GIVEN INSTRUCTION:
Please display every line of the records below that contains the word "pastry", copying each one in full.
Start of GIVEN RECORDS
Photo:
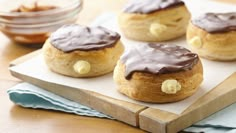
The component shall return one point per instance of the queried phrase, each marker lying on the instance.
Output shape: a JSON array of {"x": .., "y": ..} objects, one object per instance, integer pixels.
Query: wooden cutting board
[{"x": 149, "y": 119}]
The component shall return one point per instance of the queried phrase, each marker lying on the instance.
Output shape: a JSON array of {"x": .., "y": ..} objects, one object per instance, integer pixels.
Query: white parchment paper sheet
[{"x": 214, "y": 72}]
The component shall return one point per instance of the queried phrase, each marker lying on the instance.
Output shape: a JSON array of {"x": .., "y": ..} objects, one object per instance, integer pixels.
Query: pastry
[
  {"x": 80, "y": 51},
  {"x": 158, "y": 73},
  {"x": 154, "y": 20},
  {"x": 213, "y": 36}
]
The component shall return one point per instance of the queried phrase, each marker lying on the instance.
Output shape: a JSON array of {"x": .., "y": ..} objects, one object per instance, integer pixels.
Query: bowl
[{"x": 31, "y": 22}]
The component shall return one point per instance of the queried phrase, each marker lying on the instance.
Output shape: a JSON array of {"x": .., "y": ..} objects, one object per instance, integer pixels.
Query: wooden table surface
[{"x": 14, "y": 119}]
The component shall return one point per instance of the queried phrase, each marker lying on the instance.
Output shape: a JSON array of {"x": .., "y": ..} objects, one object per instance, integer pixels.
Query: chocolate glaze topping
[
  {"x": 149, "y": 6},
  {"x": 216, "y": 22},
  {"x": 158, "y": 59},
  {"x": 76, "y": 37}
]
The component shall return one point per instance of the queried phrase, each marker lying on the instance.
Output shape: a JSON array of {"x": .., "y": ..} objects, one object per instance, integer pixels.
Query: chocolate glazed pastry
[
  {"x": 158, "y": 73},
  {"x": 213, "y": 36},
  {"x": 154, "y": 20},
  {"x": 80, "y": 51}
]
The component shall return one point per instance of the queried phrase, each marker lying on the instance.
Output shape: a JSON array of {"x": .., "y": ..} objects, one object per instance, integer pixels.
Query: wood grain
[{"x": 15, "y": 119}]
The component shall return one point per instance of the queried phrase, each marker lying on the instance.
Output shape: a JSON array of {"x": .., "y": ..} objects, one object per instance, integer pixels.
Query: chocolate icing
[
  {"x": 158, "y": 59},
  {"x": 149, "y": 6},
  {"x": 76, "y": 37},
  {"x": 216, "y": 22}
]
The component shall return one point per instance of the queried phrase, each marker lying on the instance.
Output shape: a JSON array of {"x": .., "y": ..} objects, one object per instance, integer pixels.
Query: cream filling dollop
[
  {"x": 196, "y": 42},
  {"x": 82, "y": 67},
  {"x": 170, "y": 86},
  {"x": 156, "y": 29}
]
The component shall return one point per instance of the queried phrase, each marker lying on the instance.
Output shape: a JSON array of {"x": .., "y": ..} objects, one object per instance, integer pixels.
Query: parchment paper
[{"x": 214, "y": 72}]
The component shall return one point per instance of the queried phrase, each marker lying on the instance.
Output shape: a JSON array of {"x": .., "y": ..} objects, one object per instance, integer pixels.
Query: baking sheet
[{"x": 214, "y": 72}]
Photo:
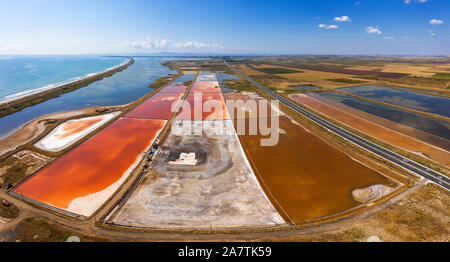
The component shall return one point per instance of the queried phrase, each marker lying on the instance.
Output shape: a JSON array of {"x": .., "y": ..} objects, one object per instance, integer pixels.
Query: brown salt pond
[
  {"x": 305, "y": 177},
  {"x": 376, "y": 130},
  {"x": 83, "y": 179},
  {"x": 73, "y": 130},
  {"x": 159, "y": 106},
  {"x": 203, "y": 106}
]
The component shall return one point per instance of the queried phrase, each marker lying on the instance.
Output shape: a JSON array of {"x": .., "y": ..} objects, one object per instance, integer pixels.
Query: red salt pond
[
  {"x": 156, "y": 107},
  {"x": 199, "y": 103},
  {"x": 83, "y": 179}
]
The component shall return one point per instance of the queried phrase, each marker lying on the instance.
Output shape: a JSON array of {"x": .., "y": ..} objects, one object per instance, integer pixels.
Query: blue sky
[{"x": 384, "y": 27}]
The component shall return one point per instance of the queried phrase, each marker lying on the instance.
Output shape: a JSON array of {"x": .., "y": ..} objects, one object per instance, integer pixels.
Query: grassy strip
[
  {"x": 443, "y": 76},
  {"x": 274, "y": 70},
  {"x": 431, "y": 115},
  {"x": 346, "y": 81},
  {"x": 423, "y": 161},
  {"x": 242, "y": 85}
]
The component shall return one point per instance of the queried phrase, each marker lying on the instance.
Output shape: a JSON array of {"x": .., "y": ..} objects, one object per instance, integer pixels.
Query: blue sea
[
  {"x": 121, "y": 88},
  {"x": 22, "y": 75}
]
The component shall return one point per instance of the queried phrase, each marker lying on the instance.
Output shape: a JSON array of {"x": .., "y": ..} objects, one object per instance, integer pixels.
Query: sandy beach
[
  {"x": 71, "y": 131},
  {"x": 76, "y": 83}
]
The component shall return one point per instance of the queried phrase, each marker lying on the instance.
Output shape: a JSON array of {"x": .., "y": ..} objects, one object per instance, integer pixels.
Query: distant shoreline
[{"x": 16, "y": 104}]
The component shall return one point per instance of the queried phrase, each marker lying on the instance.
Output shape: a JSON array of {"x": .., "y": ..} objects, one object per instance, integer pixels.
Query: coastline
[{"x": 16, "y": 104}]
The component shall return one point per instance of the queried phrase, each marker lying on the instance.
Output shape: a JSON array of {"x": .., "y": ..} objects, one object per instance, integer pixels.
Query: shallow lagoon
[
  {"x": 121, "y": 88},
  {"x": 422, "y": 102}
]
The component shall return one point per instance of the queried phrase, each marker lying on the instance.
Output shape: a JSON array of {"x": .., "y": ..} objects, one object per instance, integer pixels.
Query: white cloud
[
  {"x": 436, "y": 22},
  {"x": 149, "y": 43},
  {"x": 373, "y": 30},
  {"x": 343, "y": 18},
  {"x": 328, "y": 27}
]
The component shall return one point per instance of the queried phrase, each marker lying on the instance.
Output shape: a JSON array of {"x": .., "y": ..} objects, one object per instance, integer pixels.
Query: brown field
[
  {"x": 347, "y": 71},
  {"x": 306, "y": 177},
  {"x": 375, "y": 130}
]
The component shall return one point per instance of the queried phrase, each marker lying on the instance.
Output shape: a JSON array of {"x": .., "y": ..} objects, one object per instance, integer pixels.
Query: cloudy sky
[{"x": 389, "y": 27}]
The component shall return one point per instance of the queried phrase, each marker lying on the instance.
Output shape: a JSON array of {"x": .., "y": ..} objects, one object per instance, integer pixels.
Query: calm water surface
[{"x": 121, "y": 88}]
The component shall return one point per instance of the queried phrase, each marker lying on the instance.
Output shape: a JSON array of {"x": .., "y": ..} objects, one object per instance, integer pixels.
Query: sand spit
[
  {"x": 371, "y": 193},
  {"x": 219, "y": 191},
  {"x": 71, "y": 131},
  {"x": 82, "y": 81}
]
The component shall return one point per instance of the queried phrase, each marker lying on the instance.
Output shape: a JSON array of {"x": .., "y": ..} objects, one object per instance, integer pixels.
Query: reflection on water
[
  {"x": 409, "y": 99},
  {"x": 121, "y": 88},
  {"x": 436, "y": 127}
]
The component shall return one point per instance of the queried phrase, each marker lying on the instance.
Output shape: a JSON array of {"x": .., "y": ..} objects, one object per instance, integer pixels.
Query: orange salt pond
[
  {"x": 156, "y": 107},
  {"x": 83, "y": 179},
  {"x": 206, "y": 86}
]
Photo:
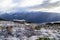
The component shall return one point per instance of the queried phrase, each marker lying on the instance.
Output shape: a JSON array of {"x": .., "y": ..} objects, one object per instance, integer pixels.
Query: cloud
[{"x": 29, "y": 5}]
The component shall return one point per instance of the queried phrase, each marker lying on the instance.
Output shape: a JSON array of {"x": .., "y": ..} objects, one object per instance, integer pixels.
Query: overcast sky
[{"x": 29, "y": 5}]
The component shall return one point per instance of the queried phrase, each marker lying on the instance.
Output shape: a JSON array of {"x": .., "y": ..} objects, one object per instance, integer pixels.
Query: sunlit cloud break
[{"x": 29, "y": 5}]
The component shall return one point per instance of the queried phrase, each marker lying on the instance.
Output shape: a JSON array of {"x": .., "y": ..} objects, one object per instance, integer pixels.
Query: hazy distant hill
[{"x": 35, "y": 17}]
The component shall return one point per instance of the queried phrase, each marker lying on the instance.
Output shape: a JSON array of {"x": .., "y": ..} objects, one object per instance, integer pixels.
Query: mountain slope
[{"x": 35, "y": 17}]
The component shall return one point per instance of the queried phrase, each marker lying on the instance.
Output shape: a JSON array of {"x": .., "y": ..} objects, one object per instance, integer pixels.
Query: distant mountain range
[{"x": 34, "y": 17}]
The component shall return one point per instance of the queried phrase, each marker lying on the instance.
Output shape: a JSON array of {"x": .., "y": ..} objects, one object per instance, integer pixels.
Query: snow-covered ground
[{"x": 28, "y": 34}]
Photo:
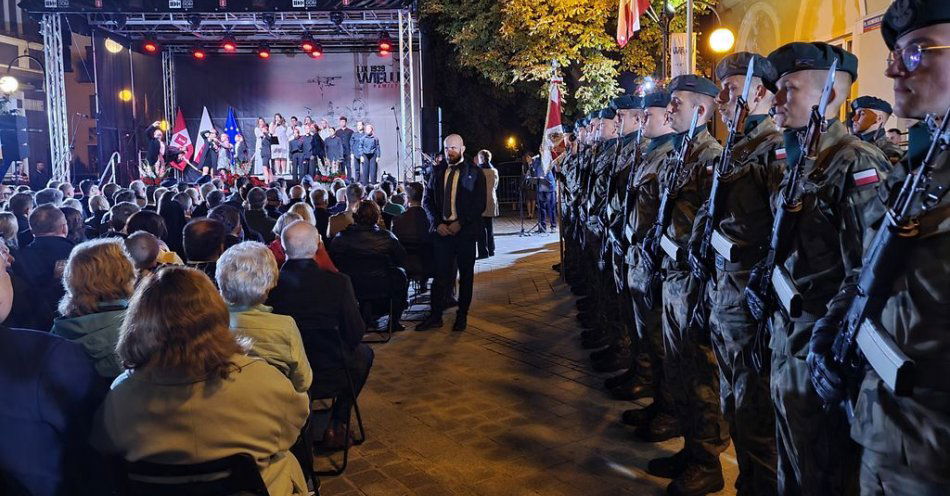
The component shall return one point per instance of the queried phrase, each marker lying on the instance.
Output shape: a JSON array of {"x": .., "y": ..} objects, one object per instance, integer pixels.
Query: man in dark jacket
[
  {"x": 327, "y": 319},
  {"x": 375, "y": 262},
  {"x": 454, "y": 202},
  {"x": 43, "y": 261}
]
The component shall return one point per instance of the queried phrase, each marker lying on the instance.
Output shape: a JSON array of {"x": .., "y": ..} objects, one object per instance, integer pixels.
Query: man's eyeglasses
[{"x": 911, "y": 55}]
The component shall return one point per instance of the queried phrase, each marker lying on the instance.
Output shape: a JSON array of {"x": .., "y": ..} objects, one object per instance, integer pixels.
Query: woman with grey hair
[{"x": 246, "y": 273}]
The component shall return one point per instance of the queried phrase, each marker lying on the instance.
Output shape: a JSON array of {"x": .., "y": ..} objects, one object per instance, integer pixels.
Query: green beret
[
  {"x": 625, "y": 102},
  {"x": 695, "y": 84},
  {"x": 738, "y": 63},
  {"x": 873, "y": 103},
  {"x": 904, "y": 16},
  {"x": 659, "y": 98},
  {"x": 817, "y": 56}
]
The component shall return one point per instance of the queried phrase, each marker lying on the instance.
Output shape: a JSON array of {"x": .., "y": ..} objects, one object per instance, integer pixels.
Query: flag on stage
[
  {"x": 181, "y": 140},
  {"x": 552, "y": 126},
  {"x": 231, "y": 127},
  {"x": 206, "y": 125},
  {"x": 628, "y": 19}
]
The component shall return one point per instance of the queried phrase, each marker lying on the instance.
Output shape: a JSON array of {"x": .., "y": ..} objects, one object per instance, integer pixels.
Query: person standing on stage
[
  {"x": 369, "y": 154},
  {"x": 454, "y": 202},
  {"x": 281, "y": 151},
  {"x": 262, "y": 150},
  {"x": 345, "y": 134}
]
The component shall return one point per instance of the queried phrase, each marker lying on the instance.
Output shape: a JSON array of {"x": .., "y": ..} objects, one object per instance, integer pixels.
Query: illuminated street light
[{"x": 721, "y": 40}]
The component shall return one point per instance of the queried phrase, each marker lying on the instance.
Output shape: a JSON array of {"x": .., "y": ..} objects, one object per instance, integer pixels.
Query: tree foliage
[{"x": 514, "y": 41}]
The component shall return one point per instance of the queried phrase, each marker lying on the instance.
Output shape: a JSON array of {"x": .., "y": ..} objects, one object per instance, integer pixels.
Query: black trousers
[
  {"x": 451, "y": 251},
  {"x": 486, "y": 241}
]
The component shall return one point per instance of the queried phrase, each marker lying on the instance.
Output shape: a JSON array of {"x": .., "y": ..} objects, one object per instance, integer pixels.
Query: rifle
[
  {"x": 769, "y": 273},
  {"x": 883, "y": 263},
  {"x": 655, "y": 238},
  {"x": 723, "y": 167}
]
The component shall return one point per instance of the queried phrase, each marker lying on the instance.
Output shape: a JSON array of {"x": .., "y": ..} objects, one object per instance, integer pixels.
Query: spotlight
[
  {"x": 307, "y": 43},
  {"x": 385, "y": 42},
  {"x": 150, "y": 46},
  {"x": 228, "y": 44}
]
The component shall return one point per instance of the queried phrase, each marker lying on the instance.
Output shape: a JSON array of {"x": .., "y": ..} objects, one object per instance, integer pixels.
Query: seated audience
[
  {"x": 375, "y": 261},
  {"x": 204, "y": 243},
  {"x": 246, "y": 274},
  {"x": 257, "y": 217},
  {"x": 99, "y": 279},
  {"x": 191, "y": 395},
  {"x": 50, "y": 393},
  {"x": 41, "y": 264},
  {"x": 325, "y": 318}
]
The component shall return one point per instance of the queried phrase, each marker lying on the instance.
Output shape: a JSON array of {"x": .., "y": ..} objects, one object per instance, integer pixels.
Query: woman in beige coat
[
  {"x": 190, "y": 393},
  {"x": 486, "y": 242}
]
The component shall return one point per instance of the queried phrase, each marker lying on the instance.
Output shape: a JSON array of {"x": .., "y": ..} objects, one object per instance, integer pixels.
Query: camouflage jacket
End of GIVEN RECORDS
RESULT FOR THIS EXERCISE:
Query: pastry
Query: chocolate glazed pastry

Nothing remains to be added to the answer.